◆ Information supplied:
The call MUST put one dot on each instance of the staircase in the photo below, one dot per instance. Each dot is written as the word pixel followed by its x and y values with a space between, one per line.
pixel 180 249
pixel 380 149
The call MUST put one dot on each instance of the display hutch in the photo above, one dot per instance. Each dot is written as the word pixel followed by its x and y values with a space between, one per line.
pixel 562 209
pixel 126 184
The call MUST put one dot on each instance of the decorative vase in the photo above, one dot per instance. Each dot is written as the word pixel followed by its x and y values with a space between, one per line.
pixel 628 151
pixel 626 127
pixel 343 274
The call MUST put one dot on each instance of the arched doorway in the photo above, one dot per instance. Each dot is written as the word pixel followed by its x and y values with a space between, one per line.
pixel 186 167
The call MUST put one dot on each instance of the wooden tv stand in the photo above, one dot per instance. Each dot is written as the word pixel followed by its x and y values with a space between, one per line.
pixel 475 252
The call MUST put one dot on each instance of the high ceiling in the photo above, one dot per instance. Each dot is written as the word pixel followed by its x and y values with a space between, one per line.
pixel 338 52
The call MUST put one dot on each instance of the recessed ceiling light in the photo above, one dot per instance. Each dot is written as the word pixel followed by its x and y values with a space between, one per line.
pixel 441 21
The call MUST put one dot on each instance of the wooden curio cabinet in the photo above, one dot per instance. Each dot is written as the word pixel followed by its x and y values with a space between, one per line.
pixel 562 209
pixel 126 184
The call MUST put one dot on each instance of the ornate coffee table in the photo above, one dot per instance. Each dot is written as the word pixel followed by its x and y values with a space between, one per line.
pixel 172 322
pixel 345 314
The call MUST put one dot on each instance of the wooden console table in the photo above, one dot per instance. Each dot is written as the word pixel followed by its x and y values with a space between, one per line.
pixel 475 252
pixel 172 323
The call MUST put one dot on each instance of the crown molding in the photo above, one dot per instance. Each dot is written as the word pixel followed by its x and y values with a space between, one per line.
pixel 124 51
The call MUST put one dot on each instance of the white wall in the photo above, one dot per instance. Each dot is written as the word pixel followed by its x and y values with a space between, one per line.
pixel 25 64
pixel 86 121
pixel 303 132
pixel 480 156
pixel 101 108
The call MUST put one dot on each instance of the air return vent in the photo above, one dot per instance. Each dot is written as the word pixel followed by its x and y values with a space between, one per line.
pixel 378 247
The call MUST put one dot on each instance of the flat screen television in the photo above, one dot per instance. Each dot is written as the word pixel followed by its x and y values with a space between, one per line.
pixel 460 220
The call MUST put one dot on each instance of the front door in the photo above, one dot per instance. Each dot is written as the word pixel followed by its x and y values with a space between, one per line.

◆ Work order: Each record above needs to be written out exactly, with nothing left out.

◆ Answer to this exercise:
The call MUST put one dot on each instance of the staircase in the photo below, one dot per instance. Each dot is written as the word pixel followed by its x and y values with a space between, one per line.
pixel 180 249
pixel 380 149
The call MUST put one dot on each instance of the display hutch in the photo above, one dot per instance. Each dot is written as the word pixel followed by its x and y values with a space between, one per line.
pixel 562 209
pixel 126 184
The call MUST put one dot on each instance of the decorative vase in the photo above, one dot per instance. Each dot is written as the word pixel followed by its x and y values with a space between, one per line.
pixel 628 151
pixel 626 127
pixel 343 274
The call MUST put one dot on each instance of the arched doorway in the photo above, one dot per instance. Each dot is written as the word pixel followed by its x and y values with a space between, one per line.
pixel 186 167
The call MUST put one dot on each instance of the wooden tv stand in the photo above, one dot per instance. Each dot is written as the word pixel followed by its x and y values with a space between, one per line.
pixel 475 252
The call MUST put one dot on each instance of the high ceiling in the photo above, one dot per instance. Each dot is written as the word pixel followed by its x and y values with a space between, one per line.
pixel 338 52
The call MUST put one dot on each instance of the recessed ceiling light in the photo above, one dot per instance. Each dot is written as the word pixel followed by its x and y values with a space between, one per line.
pixel 441 21
The call MUST put one dot on each instance of the wooden curio cabinet in the photo above, one dot per instance. Each dot is written as the word pixel followed by its x and y values with a space between, one per line.
pixel 562 209
pixel 126 184
The call MUST put one dot on each instance of the ornate coffee table in the photo above, one dot per instance. Each dot is written as the word pixel followed by its x and y values with a space between, one per line.
pixel 172 322
pixel 345 314
The call MUST put one dot on each instance of the wooden console table in the photo above, one dot per instance. Each dot is written as the word pixel followed by its x and y values with a space between, one per line.
pixel 475 252
pixel 172 323
The call MUST put one dot on each instance of the crown molding in the photo above, one dot per instance. Each dot is written as the word pixel followed by its x and y values with a space between, one per line.
pixel 124 51
The call MUST put one dot on each instance of the white wall in the photo above, one dot per instance. Each dot is written as the word pixel followed by its x and y values with a space between, one per line.
pixel 25 64
pixel 86 121
pixel 303 132
pixel 480 156
pixel 101 108
The call MUST put one dot on each instance of the air return vent in the photo above, one dot per instance. Each dot is written as the word pixel followed by its x and y values with a space between, one per line.
pixel 378 247
The call MUST put one dot on each instance of the flat screen television in the photo above, one dot per instance. Each dot is written as the word pixel followed by its x and y values with a space between, one per line.
pixel 460 220
The call MUST put one dot on each instance of the front door in the photo above, one dot per instance. Each dot is written as the word pixel followed by its x and y values with a space between, one per line.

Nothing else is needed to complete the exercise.